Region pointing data

•••••

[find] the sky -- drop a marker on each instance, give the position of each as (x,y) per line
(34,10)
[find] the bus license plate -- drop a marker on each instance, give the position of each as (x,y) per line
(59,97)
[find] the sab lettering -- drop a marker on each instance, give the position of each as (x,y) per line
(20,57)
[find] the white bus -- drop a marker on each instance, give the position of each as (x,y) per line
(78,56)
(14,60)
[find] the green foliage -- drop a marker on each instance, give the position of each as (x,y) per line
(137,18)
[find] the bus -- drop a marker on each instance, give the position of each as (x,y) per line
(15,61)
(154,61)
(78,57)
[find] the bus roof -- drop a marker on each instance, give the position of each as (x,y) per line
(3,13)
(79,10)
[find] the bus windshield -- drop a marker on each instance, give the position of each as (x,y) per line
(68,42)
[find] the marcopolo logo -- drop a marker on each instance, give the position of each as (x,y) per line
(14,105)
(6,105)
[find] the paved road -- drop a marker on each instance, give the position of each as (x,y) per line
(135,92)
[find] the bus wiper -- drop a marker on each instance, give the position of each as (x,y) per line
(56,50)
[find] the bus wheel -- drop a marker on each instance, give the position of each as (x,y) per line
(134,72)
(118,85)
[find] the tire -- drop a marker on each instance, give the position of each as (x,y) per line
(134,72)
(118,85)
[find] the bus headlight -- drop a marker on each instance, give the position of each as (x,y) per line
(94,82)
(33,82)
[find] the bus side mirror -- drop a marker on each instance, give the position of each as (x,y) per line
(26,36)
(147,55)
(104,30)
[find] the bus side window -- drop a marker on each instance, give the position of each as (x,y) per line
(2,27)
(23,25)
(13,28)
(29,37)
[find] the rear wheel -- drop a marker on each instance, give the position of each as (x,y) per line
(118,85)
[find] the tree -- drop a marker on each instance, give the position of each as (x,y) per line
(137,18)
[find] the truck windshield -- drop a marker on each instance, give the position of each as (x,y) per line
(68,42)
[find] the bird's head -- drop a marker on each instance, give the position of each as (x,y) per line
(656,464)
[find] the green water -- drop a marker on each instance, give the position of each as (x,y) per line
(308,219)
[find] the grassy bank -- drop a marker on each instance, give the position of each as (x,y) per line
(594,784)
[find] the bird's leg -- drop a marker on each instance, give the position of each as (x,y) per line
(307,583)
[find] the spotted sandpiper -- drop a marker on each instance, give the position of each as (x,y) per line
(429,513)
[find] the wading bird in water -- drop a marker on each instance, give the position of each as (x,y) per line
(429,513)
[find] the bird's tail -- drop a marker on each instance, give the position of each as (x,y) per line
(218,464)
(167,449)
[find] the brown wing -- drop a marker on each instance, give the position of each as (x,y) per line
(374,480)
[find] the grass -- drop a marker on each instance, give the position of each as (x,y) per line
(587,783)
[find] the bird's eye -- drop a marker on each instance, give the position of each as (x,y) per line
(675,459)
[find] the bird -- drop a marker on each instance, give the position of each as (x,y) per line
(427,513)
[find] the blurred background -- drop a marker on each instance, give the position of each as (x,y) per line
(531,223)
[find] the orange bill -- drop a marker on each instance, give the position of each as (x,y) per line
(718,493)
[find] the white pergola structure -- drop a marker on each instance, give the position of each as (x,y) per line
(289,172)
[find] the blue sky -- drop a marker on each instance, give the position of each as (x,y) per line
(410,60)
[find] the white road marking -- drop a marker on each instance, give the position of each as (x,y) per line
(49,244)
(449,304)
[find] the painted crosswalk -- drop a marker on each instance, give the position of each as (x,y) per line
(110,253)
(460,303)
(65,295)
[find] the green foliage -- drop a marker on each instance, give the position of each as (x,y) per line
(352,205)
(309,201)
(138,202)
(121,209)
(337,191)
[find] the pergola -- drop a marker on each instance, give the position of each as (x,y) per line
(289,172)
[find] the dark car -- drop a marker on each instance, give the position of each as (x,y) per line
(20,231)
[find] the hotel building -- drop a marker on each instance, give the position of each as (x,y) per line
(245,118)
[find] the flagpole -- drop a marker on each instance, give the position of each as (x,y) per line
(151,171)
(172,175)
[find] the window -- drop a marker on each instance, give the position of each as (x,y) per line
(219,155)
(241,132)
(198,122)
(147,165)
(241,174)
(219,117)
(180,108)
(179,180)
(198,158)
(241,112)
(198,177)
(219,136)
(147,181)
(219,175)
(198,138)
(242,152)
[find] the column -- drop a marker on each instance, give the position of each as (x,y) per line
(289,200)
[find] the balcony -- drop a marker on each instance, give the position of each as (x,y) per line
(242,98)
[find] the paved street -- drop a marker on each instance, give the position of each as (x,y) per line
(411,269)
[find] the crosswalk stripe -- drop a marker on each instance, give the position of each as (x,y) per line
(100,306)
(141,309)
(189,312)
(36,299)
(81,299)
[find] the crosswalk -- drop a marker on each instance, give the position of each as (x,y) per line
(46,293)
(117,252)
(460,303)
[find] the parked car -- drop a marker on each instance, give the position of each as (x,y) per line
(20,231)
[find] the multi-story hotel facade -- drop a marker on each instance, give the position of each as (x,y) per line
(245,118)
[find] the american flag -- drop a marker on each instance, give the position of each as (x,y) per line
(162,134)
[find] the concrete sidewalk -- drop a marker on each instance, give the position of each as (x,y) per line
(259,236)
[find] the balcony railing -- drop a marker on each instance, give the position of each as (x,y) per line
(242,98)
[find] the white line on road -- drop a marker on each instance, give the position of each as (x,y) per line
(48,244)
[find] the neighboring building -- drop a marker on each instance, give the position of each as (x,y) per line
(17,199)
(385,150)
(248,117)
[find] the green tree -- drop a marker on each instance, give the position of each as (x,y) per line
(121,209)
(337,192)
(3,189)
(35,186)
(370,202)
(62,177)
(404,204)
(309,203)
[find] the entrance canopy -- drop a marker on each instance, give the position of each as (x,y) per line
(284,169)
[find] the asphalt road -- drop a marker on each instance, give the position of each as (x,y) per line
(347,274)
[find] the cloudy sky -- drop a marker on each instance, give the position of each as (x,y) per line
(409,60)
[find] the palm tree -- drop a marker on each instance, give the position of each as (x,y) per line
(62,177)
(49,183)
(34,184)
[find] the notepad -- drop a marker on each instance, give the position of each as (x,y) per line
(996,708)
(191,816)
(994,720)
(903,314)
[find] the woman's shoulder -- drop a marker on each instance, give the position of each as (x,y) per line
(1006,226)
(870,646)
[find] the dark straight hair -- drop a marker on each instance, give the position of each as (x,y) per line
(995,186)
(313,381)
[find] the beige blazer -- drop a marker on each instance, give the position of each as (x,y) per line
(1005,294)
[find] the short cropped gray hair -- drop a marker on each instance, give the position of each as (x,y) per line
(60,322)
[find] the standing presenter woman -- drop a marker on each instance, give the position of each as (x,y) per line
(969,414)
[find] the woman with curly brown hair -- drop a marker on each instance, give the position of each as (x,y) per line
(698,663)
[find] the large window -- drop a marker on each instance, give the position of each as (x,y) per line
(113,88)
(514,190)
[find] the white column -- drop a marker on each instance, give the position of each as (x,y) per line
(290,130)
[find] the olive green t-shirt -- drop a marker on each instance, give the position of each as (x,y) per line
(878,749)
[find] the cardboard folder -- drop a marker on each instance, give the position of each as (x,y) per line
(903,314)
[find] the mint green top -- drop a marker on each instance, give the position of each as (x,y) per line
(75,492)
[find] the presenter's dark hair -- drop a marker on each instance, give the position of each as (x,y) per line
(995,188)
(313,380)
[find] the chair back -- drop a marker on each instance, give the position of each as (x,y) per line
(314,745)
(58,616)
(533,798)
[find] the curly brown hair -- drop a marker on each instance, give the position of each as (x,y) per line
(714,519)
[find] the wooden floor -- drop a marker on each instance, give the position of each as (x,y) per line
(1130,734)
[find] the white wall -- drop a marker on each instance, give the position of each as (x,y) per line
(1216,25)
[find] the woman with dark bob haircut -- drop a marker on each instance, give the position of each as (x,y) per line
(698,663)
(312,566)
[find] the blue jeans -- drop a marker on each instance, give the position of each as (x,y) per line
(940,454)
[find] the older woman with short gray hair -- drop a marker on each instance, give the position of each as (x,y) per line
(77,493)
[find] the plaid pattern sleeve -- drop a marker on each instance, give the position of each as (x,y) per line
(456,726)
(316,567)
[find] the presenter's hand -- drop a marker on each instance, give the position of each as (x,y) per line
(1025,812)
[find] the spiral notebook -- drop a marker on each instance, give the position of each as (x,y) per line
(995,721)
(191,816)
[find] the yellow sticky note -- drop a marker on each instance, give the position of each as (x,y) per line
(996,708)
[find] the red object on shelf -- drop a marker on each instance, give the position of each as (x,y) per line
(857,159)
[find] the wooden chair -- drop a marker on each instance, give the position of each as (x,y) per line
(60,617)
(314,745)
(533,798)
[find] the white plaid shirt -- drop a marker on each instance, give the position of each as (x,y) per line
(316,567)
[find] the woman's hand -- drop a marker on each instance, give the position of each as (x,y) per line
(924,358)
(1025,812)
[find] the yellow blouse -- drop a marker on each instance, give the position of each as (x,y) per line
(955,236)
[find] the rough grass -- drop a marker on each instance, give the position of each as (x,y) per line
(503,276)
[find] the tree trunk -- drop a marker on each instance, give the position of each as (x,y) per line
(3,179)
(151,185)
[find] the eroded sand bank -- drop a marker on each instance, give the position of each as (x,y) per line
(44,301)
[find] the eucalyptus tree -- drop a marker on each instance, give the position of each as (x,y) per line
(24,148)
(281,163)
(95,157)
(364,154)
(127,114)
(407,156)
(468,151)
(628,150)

•••••

### Requirement
Every line from the one containing "[find] the eucalyptus" through the last line of the entries above must be output exactly. Leave the rest out.

### Task result
[find] the eucalyptus tree -- drop a marker on each instance, give the position of each as (x,y) per line
(24,148)
(281,163)
(95,157)
(364,154)
(127,114)
(407,156)
(468,151)
(628,150)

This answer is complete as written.